### WHAT NEEDS TO BE DONE
Here the job is to restate every entry word for word.

### EXTRACTED DATA
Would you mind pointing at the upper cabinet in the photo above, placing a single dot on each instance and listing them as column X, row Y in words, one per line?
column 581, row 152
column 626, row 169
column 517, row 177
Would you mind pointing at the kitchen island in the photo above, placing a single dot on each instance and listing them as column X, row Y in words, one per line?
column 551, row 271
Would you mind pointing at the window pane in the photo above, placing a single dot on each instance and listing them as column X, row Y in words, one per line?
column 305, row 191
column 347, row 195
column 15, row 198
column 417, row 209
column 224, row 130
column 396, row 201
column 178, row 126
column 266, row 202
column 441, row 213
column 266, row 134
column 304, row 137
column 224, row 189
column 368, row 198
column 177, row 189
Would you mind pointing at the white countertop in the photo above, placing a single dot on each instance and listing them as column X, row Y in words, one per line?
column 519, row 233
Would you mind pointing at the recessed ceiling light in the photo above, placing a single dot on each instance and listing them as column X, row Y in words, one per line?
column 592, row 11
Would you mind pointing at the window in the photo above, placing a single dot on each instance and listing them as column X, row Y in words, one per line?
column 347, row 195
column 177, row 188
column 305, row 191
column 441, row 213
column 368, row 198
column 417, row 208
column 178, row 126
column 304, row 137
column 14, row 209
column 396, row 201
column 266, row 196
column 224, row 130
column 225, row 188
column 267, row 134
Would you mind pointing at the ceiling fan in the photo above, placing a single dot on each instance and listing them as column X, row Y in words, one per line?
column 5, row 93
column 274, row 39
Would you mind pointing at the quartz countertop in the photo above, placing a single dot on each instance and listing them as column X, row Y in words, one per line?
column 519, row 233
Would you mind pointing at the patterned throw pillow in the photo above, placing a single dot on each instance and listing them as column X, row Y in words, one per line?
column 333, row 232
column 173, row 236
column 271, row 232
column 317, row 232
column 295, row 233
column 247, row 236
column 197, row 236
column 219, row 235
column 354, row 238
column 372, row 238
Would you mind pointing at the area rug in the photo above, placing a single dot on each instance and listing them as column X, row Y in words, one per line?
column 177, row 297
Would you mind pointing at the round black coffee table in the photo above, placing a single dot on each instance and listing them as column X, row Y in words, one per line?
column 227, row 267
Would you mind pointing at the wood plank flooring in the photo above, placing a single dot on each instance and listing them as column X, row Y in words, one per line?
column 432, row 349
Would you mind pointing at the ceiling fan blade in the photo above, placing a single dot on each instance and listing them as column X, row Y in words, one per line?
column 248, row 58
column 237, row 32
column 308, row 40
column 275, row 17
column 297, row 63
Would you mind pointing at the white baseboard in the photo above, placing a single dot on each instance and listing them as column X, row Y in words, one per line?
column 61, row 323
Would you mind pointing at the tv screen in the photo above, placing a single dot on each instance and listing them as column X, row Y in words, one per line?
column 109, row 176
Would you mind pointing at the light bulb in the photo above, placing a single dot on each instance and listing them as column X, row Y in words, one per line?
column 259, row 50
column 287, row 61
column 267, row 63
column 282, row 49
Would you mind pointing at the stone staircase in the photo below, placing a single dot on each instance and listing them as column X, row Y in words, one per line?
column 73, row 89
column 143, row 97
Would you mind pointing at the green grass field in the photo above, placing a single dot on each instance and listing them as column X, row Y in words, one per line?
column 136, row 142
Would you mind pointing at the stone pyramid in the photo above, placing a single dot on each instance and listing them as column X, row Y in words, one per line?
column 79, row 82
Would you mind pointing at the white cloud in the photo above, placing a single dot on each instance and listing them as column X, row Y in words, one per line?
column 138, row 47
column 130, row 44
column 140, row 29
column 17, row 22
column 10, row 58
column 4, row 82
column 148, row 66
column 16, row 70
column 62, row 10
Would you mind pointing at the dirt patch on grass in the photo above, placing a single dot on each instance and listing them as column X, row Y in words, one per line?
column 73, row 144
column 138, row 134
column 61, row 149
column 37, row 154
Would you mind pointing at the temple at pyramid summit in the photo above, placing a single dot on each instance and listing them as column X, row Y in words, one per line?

### WRITTEN ANSWER
Would you mind pointing at the upper cabinet in the photo above, placing a single dot on each instance and listing them as column X, row Y in words, one per line?
column 581, row 152
column 626, row 169
column 517, row 177
Would you mind pointing at the kitchen island in the photo above, placing a single dot on each instance and listing them as column X, row Y in words, one per line?
column 551, row 271
Would you mind pointing at the window pane in the photo above, placing a single dot on each instance and listing them as column X, row Y in words, one per line?
column 305, row 191
column 347, row 195
column 15, row 198
column 417, row 209
column 224, row 130
column 396, row 201
column 178, row 126
column 266, row 202
column 441, row 213
column 266, row 134
column 304, row 137
column 224, row 189
column 368, row 198
column 177, row 189
Would you mind pointing at the white countertop in the photo above, placing a single dot on each instance and listing them as column X, row Y in words, one per line?
column 519, row 233
Would you mind pointing at the recessed ceiling light in the photo above, placing a single dot on each instance and listing them as column X, row Y in words, one per line?
column 592, row 11
Would you mind pointing at the window in the photo above, placing a single dot on each instance and listing them as column X, row Y in words, one per line?
column 347, row 195
column 177, row 188
column 305, row 191
column 441, row 213
column 368, row 198
column 417, row 208
column 178, row 126
column 304, row 137
column 14, row 209
column 396, row 201
column 266, row 196
column 224, row 130
column 225, row 188
column 267, row 134
Would you mind pointing at the ceiling fan in the photo above, placing a single dot on each instance and listing them as column X, row Y in words, one per line?
column 5, row 93
column 274, row 39
Would you mind pointing at the quartz countertop in the photo above, placing a single dot on each instance and listing them as column X, row Y in words, one per line?
column 519, row 233
Would you mind pointing at the patterned throw pillow in the photo above, placing a single dot on each instance and listing them as column X, row Y in words, one per line?
column 333, row 232
column 173, row 236
column 271, row 232
column 317, row 232
column 295, row 233
column 247, row 236
column 197, row 236
column 219, row 235
column 354, row 238
column 372, row 238
Would you mind pointing at the area rug in the photo above, placing a single dot on each instance and listing them as column X, row Y in words, one per line?
column 177, row 297
Would you mind pointing at the round black coffee table in the photo above, placing a single dot on each instance and listing them as column X, row Y in words, one per line?
column 227, row 267
Would you mind pointing at the wood plank flooring in the photo above, placing a single dot on each instance and listing them as column X, row Y in words, one per line?
column 432, row 349
Would you mind pointing at the ceiling fan blade in the photo above, placing a single dot on each instance and listing them as column X, row Y in words, one per line?
column 248, row 58
column 237, row 32
column 308, row 40
column 275, row 17
column 297, row 63
Would you mind pointing at the white baseboard in the photo above, placing a single dot on each instance and listing them as column X, row Y in words, one per line?
column 61, row 323
Would you mind pointing at the tv screen in the photo above, placing a single dot on each instance and listing them as column X, row Y in words, one per line?
column 109, row 176
Would you mind pointing at the light bulb in the photo above, placing a single dot on each instance and listing them as column X, row Y in words, one per line?
column 259, row 50
column 287, row 61
column 267, row 63
column 282, row 49
Would you mind pointing at the stone staircase in the photo below, placing a single dot on each instance and listing them as column X, row Y in words, one per line?
column 73, row 89
column 143, row 97
Would you mind pointing at the green grass field in the photo above, placing a single dot on each instance and listing them as column X, row Y in words, one per line?
column 136, row 142
Would you mind pointing at the stone pyramid in the photo above, placing a single dot on each instance and listing them as column X, row Y in words, one per line?
column 79, row 82
Would you mind pointing at the white cloud in the photo above, placing a single dot on each instance and listing them as column X, row Y in words, one per line?
column 138, row 47
column 130, row 44
column 140, row 29
column 17, row 22
column 10, row 58
column 4, row 82
column 148, row 66
column 16, row 70
column 62, row 10
Would you mind pointing at the dirt patch on grass in the photo above, placing a single dot on each instance and listing them as column X, row Y in words, one per line?
column 73, row 144
column 138, row 134
column 61, row 149
column 37, row 154
Would you mind pointing at the temple at pyramid summit in the photo above, placing a single dot on each instance and listing them as column X, row Y in words, one per line?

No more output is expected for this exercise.